▸ **YOUR TASKS**:
1. Repeat the part of the 1989 Trek 970 thread that opens with the words containing "Breaking it in" and closes with "guy gets it.".
2. In the 1989 Trek 970 thread, which trail did Zian plan to ride in Colorado?

# 1989 Trek 970



## Zian (Aug 1, 2019)

18" 1989 Trek 970. Mix of vintage, newer, and newish components.

Still dialing things in, but so far so fun.

Frameset, along with many of the parts were a gift from a friend. Thanks C!










Breaking it in on the Taconic Crest trail this weekend up here in the NE, and then off to Colorado next week to ride Kokopelli Trail!


----------



## colker1 (Jan 6, 2004)

Veery cool bike. See; it´s not the name on ten down tube or how much you spend on a bike. This guy gets it.


----------



## Squeeze (Apr 14, 2015)

Now _that_ is a mountain bike, complete with a big ol' triple chainring! :thumbsup:


----------



## Zian (Aug 1, 2019)

Very fun bikepacking this weekend


----------



## MattiThundrrr (Jul 6, 2019)

Zian said:


> View attachment 1284765
> 
> 
> Very fun bikepacking this weekend


Did you make the poor thing sleep in the SUBWAY?!!

Awesome stuff, good looking Trek.


----------



## Zian (Aug 1, 2019)




----------



## sgltrak (Feb 19, 2005)

Very nice! Great looking bike.

We experienced beautiful days and cold nights on the Kokopelli this past March and again on White Rim this past weekend, so prepare accordingly.


----------



## pulsepro (Sep 13, 2007)

Zian said:


> View attachment 1284765
> 
> 
> Very fun bikepacking this weekend


Great bike. I love retro MTB bike packing setups like yours.


----------



## al415 (Mar 17, 2007)

▸ **LISTED RECORDS**:
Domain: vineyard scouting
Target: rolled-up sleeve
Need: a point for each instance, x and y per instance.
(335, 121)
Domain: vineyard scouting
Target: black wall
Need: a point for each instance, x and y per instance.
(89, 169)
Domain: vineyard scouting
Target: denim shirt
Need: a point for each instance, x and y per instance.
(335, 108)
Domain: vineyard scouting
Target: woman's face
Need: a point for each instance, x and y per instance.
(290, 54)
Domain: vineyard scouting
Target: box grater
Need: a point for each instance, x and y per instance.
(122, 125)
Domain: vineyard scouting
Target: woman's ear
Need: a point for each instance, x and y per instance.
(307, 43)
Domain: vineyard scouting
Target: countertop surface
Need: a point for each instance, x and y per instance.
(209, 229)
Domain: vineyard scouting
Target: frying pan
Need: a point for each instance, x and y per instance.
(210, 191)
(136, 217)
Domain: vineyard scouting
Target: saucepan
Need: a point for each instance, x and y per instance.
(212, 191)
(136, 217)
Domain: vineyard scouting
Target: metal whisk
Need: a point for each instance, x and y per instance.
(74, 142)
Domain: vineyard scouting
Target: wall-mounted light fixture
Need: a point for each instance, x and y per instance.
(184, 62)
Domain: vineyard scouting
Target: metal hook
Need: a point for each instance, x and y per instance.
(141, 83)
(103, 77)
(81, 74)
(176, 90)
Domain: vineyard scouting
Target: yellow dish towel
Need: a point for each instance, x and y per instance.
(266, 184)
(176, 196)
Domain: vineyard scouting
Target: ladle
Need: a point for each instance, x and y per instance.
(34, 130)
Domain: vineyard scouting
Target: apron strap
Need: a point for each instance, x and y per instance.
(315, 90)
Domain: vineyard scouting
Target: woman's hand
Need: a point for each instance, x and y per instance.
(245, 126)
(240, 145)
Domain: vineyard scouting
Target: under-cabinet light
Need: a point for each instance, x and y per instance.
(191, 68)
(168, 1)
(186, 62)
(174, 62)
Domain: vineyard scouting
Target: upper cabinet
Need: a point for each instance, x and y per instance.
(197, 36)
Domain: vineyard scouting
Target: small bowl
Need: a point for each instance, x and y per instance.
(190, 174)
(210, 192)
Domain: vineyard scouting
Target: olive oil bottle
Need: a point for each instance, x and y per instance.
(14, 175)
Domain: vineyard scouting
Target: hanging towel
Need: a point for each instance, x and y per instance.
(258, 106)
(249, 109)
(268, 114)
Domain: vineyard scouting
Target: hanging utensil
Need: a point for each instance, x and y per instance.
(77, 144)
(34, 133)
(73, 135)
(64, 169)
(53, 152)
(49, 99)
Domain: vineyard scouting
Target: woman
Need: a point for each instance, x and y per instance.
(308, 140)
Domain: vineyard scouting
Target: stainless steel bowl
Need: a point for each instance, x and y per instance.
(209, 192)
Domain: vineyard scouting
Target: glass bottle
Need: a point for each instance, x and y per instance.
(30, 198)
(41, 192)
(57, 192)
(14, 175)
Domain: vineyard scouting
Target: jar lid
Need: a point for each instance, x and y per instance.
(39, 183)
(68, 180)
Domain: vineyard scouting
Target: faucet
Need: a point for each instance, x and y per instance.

▸ **WORKED ANSWERS**:
1.
Breaking it in on the Taconic Crest trail this weekend up here in the NE, and then off to Colorado next week to ride Kokopelli Trail!


----------



## colker1 (Jan 6, 2004)

Veery cool bike. See; it´s not the name on ten down tube or how much you spend on a bike. This guy gets it.

2. The Kokopelli Trail.